Testo fornito
• • • • •

Riders, tra subordinazione e autonomia lavorativa: alcune considerazioni a caldo

Fri, 22/06/2018 - 10:56
di
Big Bill Haywood

Nell’ultimo anno, i c.d. Riders ma più in generale i lavoratori delle piattaforme digitali, sono diventati il simbolo del “lavoro precario 2.0”, dove il lavoro viene svolto con tutti i limiti e le caratteristiche negative che contraddistinguono da più di venti anni il lavoro precario, ma con l’aggiunta che ora il c.d. committente e/o datore di lavoro risulta essere totalmente “smaterializzato” all’interno di una applicazione digitale, in grado di organizzare i tempi e i luoghi della prestazione di lavoro dei lavoratori.

• • • • •

Dati registrati
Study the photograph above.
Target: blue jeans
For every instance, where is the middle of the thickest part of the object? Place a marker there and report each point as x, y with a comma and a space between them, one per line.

• • • • •

Obiettivo 1
Indica se ciascuna delle affermazioni (a), (b) e (c) concorda con il testo sui riders, rispondendo sì o no e citando alla lettera le parole del testo che lo stabiliscono: (a) i riders sono diventati il simbolo del "lavoro precario 2.0"; (b) le caratteristiche negative del lavoro precario esistono da meno di dieci anni; (c) il committente risulta smaterializzato all'interno di un'applicazione digitale.
Obiettivo 2
Riscrivi il tratto del testo sui riders che va da "Nell’ultimo anno, i" fino a "lavoro dei lavoratori.", sostituendo "applicazione digitale" con "piattaforma informatica".
Obiettivo 3
Spiega, in base al testo sui riders, perché il lavoro dei riders viene definito “lavoro precario 2.0”.
L'elenco non è necessario per svolgere questi compiti.

Risultato corretto 1
(a) Sì: «sono diventati il simbolo del “lavoro precario 2.0”».
(b) No: «contraddistinguono da più di venti anni il lavoro precario».
(c) Sì: «risulta essere totalmente “smaterializzato” all’interno di una applicazione digitale».

Risultato corretto 2
Nell’ultimo anno, i c.d. Riders ma più in generale i lavoratori delle piattaforme digitali, sono diventati il simbolo del “lavoro precario 2.0”, dove il lavoro viene svolto con tutti i limiti e le caratteristiche negative che contraddistinguono da più di venti anni il lavoro precario, ma con l’aggiunta che ora il c.d. committente e/o datore di lavoro risulta essere totalmente “smaterializzato” all’interno di una piattaforma informatica, in grado di organizzare i tempi e i luoghi della prestazione di lavoro dei lavoratori.

Risultato corretto 3
Il lavoro dei riders conserva tutti i limiti e le caratteristiche negative che da più di venti anni contraddistinguono il lavoro precario. In più, il committente o datore di lavoro risulta totalmente “smaterializzato” in un'applicazione digitale, che organizza i tempi e i luoghi della prestazione dei lavoratori.